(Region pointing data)
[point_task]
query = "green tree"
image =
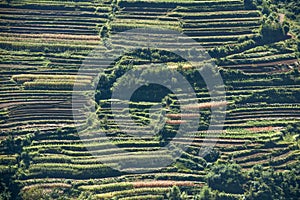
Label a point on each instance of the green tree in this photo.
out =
(227, 178)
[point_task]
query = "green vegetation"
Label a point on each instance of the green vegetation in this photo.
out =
(255, 44)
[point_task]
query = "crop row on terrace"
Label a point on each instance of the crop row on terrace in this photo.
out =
(45, 59)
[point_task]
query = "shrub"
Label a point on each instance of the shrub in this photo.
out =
(226, 178)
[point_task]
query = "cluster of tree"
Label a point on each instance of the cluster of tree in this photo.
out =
(257, 183)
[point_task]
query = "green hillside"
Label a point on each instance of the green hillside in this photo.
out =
(255, 46)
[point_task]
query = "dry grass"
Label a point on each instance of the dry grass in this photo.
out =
(212, 104)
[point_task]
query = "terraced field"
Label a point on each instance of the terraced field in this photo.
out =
(44, 43)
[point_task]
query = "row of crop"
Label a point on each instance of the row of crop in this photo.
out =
(214, 15)
(112, 187)
(62, 170)
(132, 192)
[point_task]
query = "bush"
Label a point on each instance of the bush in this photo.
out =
(226, 178)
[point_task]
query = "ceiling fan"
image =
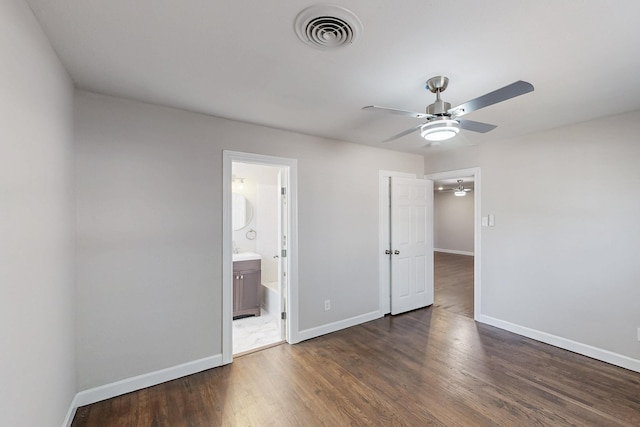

-- WORK INSTRUCTIONS --
When you reproduce the entries above, keep every word exact and leave the images out.

-- SOLUTION TO THIS TASK --
[point_task]
query = "green tree"
image =
Label a point on each instance of the green tree in this photo.
out =
(227, 178)
[point_task]
query = "green vegetation"
Label a point on each instance of the green vegetation in this photo.
out =
(255, 44)
[point_task]
query = "crop row on terrace"
Label a point on each instance of the crop row on terrace in this photo.
out =
(45, 59)
[point_task]
query = "shrub"
Label a point on each instance of the shrub in this photo.
out =
(226, 178)
[point_task]
query = "cluster of tree"
Label a point on each instance of the cluster of tree in this photo.
out =
(257, 183)
[point_task]
query = "green hillside"
Label a point on each instance of the green hillside in this photo.
out =
(255, 46)
[point_task]
query = "dry grass"
Label a point on each instance of the dry grass in this photo.
out =
(212, 104)
[point_task]
query = "terraced field"
Label a point on each instance of the terraced field in this photo.
out =
(44, 43)
[point_task]
query = "row of crop"
Label a point on each instance of the row of crop in this photo.
out =
(214, 15)
(112, 187)
(62, 170)
(132, 192)
[point_task]
query = "bush"
Label a point on each instance of the bush in this photo.
out =
(226, 178)
[point_task]
query = "ceiling fan"
image =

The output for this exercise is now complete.